_Document_:
----------
The best part of that job was those huge code sheets, which had the words “FORmula TRANslation” printed at the top. Also, “FORTRAN Statement.” What wonderful words! Between that and the security clearance, I felt like I was involved in some sort of arcane secret society. I didn’t resemble the rest of the company, though. While everyone else came to work in white shirts and dark neckties, I wore sandals, long skirts, beads, and the standard hippy girl long straight hair.
I attended college at Wheaton College — not the evangelical school, but a small women’s school by the same name, located in in Norton Massachusetts. It was a great place for an incipient feminist to attend college. Wheaton was too small to have its own computer, but we had time-sharing with Dartmouth. Our time to use Dartmouth’s computer always seemed to be in the wee hours of the morning. I was one of students and faculty who took advantage of this resource. I don’t recall what I did — but I suspect it had less to do with work and more to do with figuring out the computer itself. Games? Poking around? I can’t remember, but I probably did both.
Graduate school at Yale, in political science, brought me back to batch processing and punched cards. Woe to she who dropped a stack of cards! My most vivid memory is of offering up my stack of cards, including data cards and instructions for the statistical analysis to be performed, to the card reader. If you received back a thick stack of printout, you won. (If the stack was thin, you lost — the error statements were short.) The computer itself lived behind closed doors, serviced by quiet, nerdish technical people. In another room, behind large glass windows, sat the select group authorized to use the interactive terminals that talked directly to the computer. Later, as acting director of a data analysis center at the University of Vermont, I found out that the interactive users were simply entering lines of code that looked just like the data on punched cards.
----------
_Material for this task_:
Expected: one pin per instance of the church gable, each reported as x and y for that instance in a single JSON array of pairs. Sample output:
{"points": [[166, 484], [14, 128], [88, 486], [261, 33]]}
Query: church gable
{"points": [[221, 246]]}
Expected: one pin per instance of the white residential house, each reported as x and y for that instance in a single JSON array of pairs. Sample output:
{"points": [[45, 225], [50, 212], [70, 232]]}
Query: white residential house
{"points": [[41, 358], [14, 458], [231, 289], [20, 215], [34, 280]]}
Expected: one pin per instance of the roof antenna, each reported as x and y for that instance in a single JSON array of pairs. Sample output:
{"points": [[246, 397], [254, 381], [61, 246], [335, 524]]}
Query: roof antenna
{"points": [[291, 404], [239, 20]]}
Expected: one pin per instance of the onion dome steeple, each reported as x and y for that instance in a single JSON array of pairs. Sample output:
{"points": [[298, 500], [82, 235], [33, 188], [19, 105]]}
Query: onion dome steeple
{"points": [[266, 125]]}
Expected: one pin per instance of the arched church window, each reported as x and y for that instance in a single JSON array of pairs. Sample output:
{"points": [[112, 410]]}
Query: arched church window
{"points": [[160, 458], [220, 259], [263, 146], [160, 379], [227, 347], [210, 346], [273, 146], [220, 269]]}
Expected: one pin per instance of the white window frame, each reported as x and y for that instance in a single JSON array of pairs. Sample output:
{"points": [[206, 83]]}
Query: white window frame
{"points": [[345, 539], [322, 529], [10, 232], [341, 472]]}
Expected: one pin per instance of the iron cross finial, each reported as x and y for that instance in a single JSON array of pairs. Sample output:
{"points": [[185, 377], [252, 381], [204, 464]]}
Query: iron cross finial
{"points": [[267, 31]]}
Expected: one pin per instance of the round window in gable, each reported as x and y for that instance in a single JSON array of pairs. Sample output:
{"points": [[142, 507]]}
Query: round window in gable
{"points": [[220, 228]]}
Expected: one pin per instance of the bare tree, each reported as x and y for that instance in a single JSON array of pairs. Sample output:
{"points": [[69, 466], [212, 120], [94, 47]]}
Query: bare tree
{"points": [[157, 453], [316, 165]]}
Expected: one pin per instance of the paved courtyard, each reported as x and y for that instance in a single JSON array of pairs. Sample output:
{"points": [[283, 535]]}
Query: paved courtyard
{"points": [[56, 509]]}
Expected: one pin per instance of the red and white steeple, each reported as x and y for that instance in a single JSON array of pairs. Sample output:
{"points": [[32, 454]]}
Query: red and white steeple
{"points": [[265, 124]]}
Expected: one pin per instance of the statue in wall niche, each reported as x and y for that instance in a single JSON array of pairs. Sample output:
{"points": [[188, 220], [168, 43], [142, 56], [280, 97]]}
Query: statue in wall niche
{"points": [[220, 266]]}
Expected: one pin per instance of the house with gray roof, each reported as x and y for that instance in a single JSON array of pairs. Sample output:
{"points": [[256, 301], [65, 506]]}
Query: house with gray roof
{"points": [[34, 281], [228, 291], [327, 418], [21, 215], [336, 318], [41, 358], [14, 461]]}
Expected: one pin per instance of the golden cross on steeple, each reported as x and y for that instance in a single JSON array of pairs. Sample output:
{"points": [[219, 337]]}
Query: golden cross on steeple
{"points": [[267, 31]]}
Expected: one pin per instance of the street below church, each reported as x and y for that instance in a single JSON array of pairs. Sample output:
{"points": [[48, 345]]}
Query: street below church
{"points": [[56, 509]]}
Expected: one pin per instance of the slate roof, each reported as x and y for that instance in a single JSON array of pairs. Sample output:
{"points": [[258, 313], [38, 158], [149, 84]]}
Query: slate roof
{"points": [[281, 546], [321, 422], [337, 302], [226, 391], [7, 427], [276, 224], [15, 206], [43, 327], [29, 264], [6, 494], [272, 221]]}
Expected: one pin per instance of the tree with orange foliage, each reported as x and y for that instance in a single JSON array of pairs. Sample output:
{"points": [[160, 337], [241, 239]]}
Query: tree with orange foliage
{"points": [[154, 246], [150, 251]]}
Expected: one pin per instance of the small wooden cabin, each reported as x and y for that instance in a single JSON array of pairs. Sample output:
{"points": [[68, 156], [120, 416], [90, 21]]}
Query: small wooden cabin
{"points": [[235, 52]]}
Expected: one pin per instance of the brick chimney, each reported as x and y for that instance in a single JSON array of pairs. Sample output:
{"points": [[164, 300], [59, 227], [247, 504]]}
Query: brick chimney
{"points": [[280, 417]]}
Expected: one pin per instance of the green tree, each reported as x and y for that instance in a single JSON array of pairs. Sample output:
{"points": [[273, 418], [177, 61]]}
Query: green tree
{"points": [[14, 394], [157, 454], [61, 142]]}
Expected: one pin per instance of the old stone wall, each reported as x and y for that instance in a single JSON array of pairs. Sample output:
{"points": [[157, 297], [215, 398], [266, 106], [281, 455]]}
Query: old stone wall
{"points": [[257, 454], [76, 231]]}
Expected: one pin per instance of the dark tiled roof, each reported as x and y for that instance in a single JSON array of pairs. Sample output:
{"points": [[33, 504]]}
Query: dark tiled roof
----------
_Objectives_:
[A] List every line of the rows above that contains the word "residential", copying each line in full. Match case exactly.
[B] Pick up the memoir about early computing after its last sentence and continue it.

_Outputs in order_:
[A]
Expected: one pin per instance of the white residential house, each reported as x and y for that instance in a single JSON array of pairs. Sample output:
Query: white residential house

[B]
It was at Stanford University that I actually became hooked. As a research assistant for the Hoover Institution’s house Democrat (political scientist Heinz Eulau), I became one of the first users of the Hoover’s brand new computers. The Hoover was late in coming to computers, but someone donated two: a PDP-11 and a VAX. With my fellow research assistant and best friend Nancy, I devoted many hours to exploring these state-of-the-art machines via the text-based game “dungeon.” No graphics, no sound… just lines of text, such as “You have entered a dark cave. There is a jeweled box in the corner.” (One must type in a reply; in this example “take box” is the obvious response.)
Soon, however, I was recruited into writing small manuals for each Hoover department that wanted to use the computers. Someone pointed out that I could be paid good money for end-user technical writing. So just as I was beginning to realize that I hated political science and could study it no longer, an alternative career presented itself.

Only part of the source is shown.